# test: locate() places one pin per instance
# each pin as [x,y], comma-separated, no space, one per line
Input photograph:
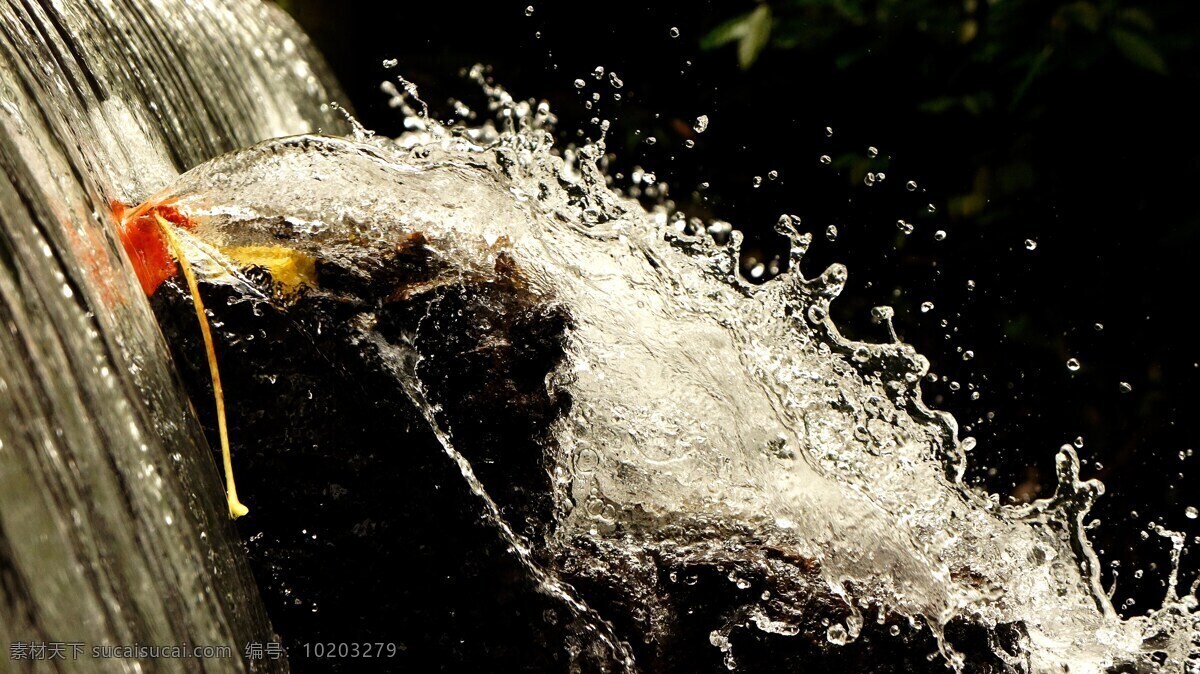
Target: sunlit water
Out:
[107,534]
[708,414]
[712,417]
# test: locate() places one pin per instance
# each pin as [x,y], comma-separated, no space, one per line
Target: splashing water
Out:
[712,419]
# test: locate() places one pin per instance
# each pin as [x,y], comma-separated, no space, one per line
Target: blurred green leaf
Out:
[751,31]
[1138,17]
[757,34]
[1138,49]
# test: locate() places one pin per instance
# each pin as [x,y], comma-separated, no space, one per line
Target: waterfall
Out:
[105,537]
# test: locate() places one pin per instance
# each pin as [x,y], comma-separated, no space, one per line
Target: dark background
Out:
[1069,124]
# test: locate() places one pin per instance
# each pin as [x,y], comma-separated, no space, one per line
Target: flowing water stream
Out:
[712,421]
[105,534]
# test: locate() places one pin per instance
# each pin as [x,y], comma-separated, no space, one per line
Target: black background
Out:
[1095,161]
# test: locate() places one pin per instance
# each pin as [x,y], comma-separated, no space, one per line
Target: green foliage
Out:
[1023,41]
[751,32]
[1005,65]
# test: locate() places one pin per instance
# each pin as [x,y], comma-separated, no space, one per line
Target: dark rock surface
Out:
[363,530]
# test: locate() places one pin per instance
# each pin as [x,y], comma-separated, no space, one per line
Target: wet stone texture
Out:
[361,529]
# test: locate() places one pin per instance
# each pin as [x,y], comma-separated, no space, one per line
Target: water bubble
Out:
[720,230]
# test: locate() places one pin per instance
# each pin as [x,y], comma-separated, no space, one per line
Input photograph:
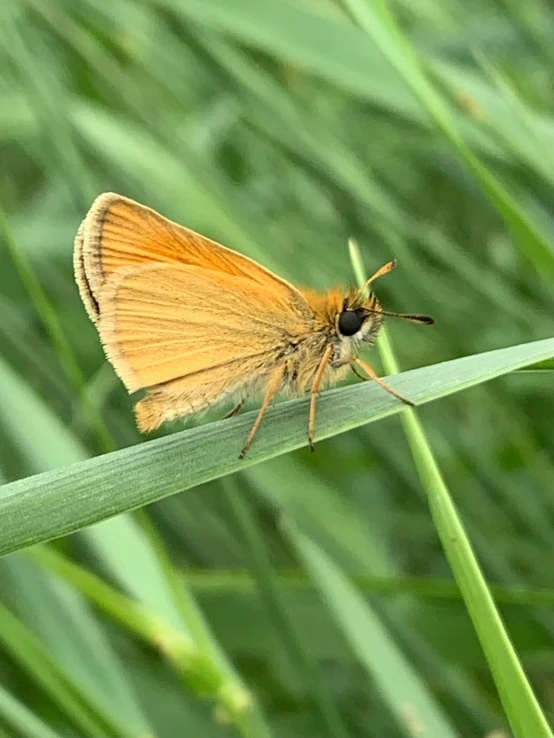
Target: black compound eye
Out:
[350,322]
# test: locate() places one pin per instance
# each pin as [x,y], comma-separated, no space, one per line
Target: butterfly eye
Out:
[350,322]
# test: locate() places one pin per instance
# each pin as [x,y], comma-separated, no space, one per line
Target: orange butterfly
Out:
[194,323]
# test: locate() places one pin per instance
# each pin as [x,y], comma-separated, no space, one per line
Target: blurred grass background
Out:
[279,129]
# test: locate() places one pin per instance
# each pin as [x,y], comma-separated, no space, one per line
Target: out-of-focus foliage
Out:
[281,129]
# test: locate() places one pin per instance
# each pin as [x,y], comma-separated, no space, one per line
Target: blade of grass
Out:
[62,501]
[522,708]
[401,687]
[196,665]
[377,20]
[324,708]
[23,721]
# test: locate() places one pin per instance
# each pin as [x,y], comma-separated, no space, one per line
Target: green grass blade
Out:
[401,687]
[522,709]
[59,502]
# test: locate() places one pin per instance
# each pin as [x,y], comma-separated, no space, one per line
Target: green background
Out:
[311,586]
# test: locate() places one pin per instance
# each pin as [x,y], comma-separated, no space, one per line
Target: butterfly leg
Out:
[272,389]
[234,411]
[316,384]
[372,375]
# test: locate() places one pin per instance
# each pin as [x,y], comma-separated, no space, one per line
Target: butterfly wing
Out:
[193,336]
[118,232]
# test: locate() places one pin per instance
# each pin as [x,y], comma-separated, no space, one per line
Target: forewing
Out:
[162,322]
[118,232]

----------

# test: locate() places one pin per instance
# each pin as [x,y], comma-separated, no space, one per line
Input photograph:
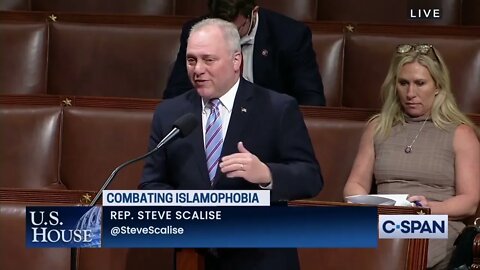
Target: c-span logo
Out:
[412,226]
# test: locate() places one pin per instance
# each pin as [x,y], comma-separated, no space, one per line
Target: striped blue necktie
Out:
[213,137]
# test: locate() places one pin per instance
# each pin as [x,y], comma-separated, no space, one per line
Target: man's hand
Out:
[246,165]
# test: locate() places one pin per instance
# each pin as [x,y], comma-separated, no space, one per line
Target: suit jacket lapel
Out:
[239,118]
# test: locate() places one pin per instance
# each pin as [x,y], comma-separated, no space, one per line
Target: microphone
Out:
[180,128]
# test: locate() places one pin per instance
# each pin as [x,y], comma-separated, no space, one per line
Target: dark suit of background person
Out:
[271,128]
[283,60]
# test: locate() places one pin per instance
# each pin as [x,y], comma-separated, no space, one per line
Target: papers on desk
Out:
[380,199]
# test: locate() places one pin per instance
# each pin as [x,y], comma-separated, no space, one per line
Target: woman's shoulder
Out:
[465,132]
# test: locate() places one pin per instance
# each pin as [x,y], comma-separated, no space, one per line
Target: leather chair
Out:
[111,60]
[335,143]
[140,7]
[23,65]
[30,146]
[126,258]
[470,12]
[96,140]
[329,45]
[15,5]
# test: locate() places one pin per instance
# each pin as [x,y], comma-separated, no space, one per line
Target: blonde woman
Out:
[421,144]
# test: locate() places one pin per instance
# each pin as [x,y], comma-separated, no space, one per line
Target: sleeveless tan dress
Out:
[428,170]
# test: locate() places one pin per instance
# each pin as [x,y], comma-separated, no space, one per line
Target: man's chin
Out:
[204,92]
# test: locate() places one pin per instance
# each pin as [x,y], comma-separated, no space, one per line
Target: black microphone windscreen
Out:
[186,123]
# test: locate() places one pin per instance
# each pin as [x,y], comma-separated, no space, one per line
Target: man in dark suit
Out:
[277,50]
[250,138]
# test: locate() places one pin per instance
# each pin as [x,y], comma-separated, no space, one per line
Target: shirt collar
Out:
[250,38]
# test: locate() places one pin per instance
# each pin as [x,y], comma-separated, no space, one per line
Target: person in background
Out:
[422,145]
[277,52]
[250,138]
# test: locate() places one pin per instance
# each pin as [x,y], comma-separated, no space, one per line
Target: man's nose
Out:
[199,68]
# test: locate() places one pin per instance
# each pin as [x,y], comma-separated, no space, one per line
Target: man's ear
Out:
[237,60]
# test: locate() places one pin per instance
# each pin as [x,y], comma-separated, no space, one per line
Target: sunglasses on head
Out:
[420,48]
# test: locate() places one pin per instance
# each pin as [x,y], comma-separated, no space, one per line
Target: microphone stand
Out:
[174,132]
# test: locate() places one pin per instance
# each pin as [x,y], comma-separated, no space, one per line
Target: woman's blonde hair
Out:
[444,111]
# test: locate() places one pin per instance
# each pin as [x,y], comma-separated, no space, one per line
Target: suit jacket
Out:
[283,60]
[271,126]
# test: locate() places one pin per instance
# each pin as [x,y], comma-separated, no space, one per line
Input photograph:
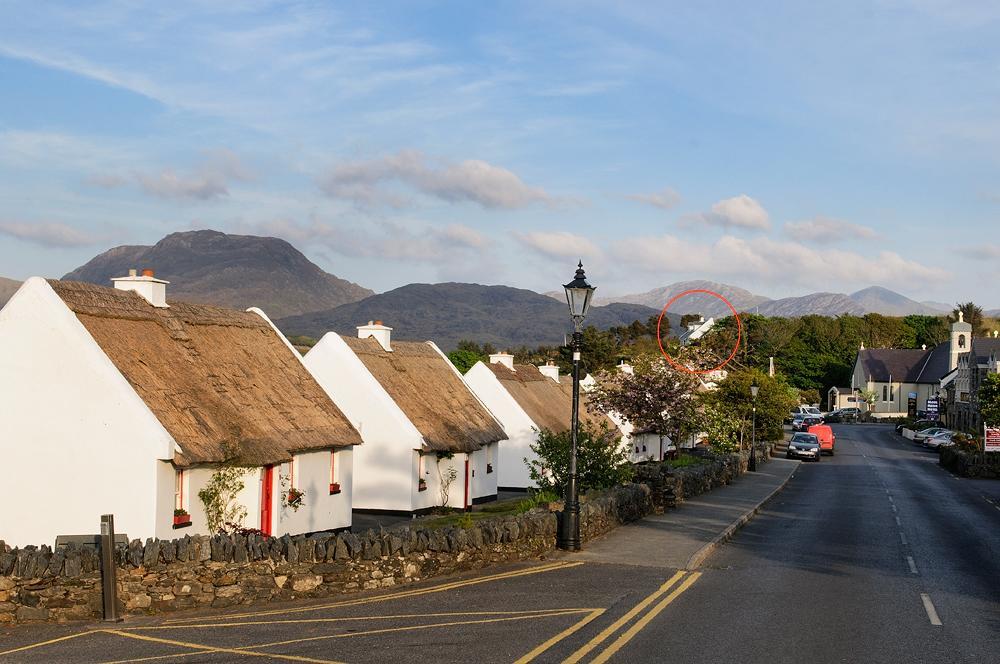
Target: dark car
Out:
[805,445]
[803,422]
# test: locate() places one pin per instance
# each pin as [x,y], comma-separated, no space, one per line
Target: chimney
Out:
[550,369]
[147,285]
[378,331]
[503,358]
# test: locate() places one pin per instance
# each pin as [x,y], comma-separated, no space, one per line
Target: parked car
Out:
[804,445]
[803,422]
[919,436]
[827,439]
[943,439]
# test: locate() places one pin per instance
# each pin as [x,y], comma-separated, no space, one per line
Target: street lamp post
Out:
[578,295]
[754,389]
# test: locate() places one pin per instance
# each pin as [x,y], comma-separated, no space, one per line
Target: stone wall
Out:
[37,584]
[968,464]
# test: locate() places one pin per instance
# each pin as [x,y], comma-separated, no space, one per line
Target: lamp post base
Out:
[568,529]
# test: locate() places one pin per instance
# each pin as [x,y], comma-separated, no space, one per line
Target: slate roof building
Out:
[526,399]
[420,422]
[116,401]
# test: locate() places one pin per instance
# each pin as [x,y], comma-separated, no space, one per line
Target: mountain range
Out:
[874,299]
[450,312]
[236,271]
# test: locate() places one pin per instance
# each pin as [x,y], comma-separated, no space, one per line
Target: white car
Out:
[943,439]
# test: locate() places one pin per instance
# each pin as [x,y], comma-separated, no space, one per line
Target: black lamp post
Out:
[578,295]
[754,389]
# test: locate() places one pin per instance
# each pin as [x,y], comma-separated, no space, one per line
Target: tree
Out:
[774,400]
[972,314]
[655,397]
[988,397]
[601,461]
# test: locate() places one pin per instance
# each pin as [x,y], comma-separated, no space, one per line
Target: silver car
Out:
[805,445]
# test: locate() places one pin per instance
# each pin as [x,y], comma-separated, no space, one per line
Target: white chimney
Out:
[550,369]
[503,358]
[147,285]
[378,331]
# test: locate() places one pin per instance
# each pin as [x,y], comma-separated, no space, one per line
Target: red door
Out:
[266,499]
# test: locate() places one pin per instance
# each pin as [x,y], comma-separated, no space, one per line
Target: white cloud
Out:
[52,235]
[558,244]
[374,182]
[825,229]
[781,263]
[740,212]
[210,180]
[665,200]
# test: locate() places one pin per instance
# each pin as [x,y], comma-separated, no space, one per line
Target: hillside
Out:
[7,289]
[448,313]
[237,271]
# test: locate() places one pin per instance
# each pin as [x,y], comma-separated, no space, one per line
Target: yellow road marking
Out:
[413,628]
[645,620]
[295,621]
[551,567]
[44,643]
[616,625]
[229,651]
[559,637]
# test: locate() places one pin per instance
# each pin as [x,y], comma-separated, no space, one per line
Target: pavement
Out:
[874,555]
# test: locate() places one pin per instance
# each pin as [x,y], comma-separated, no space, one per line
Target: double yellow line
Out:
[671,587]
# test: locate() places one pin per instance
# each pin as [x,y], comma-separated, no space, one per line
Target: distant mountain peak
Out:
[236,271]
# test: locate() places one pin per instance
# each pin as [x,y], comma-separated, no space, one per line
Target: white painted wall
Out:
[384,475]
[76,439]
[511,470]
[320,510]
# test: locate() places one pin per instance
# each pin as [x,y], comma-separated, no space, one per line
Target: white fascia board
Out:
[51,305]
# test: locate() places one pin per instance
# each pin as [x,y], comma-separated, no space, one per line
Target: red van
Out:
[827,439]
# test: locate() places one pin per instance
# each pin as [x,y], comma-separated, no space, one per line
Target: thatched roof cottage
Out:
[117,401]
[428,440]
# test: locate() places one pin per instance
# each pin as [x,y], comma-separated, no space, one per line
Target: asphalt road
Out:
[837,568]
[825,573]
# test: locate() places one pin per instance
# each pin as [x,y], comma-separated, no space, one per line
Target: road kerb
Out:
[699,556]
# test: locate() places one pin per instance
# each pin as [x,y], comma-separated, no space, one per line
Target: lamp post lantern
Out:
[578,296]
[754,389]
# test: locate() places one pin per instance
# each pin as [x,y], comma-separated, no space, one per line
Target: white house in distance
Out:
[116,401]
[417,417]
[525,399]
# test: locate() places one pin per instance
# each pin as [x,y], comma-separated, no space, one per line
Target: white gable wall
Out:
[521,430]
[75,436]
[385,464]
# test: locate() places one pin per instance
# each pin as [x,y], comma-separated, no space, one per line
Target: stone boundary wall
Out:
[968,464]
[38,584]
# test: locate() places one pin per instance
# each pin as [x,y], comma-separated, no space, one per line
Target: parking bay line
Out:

----------

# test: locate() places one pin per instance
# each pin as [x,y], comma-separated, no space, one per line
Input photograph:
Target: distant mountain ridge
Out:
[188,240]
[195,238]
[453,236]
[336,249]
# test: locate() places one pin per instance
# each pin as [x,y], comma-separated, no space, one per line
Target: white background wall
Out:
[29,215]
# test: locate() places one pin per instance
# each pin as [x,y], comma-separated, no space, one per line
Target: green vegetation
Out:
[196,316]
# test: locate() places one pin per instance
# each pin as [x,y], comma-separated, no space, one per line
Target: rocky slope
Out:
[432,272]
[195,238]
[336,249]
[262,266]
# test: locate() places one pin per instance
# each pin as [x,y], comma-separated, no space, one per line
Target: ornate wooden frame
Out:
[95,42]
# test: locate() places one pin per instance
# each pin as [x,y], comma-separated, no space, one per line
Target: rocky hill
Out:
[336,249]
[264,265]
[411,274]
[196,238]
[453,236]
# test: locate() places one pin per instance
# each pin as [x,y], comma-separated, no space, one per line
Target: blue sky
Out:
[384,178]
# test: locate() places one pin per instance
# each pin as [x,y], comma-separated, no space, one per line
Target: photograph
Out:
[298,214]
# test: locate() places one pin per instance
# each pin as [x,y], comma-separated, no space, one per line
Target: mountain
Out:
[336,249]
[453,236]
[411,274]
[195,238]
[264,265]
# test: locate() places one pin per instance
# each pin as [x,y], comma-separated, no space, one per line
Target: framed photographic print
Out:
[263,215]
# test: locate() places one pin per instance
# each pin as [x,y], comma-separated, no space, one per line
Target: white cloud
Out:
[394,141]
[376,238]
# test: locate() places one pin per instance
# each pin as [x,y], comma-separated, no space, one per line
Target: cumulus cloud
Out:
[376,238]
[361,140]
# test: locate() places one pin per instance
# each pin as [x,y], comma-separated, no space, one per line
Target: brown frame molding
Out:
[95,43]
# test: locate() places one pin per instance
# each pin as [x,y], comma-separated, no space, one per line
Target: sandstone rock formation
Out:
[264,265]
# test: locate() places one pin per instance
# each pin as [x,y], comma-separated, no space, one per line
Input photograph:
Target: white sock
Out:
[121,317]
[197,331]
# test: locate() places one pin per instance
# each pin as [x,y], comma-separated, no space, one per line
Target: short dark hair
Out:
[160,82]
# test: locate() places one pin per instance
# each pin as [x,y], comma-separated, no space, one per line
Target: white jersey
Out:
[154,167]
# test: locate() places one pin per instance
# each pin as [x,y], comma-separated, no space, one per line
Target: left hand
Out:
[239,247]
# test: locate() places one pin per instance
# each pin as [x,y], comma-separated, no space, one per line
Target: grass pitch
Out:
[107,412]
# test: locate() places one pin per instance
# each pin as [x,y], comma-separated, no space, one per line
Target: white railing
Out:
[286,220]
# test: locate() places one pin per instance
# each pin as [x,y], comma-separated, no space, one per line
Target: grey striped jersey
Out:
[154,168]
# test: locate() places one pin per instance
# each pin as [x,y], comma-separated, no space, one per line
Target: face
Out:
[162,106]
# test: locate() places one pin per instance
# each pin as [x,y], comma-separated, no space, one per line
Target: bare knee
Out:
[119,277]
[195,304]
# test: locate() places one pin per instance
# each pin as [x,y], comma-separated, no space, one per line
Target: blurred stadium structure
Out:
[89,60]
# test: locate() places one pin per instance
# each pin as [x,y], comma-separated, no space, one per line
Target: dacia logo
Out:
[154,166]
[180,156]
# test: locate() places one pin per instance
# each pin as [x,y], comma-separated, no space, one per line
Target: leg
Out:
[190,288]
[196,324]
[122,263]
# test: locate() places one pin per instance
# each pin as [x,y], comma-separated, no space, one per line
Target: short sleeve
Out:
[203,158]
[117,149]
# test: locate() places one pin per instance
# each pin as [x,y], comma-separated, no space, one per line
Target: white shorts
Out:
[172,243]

----------

- What to do
Show every line in the rows above that contains the string "jacket", copying each line in full. Case counts.

- Worked solution
Target: suit jacket lapel
Target: suit jacket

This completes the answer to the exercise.